In [8]:
from sklearn.model_selection import train_test_split
from sklearn.feature_extraction.text import TfidfVectorizer
from sklearn.preprocessing import LabelEncoder
from sklearn.metrics import roc_auc_score
from sklearn.neighbors import KNeighborsClassifier
from sklearn.linear_model import LogisticRegression
from sklearn.naive_bayes import MultinomialNB
from sklearn.svm import SVC
from sklearn.ensemble import RandomForestClassifier
from sklearn.metrics import accuracy_score, classification_report
import pandas as pd
import re
from nltk.corpus import stopwords
from nltk.stem import PorterStemmer
from nltk.tokenize import word_tokenize
import mlflow
import mlflow.sklearn

In [2]:
# Load the data via pandas
import pandas as pd
df = pd.read_csv("IMDB_Dataset.csv")
#df['sentiment'] = df['sentiment'].map({'positive': 1, 'negative': 0})
print(df.shape)
df.head()

(50000, 2)


Unnamed: 0,review,sentiment
0,One of the other reviewers has mentioned that ...,positive
1,A wonderful little production. <br /><br />The...,positive
2,I thought this was a wonderful way to spend ti...,positive
3,Basically there's a family where a little boy ...,negative
4,"Petter Mattei's ""Love in the Time of Money"" is...",positive


In [18]:
a=23
type(a)

int

In [3]:
# Preprocess text data
stop_words = set(stopwords.words('english'))
ps = PorterStemmer()

nltk.download('stopwords')
nltk.download('wordnet')

def preprocess_text(text):
    # Convert to lowercase
    text = text.lower()

    # Remove special characters and punctuation
    text = ''.join([char for char in text if char not in string.punctuation])

    # Tokenization
    tokens = text.split()

    # Remove stopwords
    stop_words = set(stopwords.words('english'))

### RECORDS SHOWN
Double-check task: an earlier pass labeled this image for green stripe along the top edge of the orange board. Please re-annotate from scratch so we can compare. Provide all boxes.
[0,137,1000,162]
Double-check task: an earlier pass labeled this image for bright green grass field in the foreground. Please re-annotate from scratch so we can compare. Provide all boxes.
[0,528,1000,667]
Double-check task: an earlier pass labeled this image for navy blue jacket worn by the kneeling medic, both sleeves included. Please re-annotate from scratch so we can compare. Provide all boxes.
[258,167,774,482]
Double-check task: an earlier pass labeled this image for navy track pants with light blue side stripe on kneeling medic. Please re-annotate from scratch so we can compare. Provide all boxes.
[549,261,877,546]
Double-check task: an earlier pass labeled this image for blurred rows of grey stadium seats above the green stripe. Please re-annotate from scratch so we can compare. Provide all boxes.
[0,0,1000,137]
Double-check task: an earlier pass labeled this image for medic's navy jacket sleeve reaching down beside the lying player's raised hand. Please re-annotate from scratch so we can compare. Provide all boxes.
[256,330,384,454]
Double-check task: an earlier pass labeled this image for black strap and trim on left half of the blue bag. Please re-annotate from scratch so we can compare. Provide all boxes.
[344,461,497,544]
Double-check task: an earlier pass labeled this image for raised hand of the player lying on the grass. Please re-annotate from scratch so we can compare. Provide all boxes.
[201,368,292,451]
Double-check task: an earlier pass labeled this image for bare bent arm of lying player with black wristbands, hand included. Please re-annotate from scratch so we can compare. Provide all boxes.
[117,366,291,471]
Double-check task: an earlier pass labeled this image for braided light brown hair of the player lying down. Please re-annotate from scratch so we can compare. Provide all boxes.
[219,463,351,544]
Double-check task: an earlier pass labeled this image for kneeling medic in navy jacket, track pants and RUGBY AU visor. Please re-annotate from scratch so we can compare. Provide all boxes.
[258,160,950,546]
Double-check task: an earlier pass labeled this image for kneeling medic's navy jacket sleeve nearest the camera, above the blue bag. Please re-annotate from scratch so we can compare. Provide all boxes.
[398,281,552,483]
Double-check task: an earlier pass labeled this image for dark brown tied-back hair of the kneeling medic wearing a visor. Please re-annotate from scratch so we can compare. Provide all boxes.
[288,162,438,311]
...
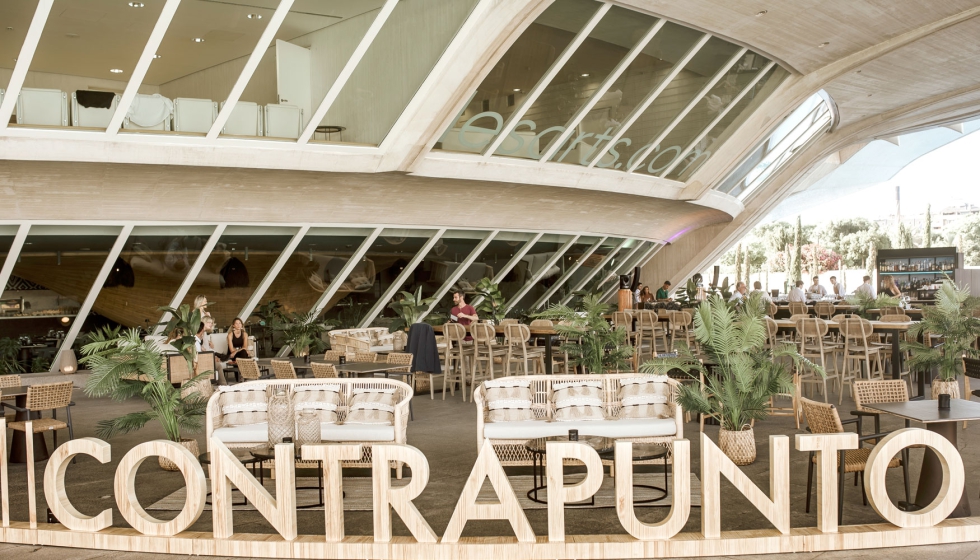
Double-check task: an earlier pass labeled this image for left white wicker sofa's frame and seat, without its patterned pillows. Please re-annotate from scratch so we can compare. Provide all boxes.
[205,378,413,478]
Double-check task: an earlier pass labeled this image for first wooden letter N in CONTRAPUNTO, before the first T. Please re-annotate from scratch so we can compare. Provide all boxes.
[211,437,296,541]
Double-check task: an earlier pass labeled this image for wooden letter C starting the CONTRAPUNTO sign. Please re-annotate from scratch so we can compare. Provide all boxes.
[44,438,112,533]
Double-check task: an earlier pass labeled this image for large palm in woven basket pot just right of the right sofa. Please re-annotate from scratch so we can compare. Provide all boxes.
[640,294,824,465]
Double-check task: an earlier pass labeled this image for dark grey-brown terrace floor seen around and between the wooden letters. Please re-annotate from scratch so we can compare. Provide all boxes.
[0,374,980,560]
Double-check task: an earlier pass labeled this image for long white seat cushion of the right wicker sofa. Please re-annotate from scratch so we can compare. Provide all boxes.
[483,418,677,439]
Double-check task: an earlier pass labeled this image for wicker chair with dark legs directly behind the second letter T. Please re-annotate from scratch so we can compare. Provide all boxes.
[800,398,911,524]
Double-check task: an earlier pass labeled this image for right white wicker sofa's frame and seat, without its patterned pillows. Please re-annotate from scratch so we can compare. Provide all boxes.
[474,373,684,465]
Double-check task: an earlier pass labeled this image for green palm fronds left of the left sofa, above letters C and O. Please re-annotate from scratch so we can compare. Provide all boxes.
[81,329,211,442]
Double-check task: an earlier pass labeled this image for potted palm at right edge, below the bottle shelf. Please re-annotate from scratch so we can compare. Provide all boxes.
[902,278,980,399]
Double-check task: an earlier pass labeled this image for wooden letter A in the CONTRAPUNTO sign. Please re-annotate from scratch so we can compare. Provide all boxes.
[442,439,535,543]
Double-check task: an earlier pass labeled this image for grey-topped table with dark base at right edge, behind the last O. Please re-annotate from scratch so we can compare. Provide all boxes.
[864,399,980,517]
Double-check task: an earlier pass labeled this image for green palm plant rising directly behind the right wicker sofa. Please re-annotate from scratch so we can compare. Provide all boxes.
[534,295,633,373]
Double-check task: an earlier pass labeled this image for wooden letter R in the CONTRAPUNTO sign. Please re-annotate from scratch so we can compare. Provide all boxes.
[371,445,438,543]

### WORK INSTRUCTIONS
A – Which comment lines appear inside the preprocess_text function in the notebook excerpt? List all of them.
B – Reproduce the notebook excerpt from "ps = PorterStemmer()" up to and including "not in string.punctuation])".
The listing has no connection to the notebook excerpt.

### ANSWERS BELOW
A –
- Convert to lowercase
- Remove special characters and punctuation
- Tokenization
- Remove stopwords

B –
ps = PorterStemmer()

nltk.download('stopwords')
nltk.download('wordnet')

def preprocess_text(text):
    # Convert to lowercase
    text = text.lower()

    # Remove special characters and punctuation
    text = ''.join([char for char in text if char not in string.punctuation])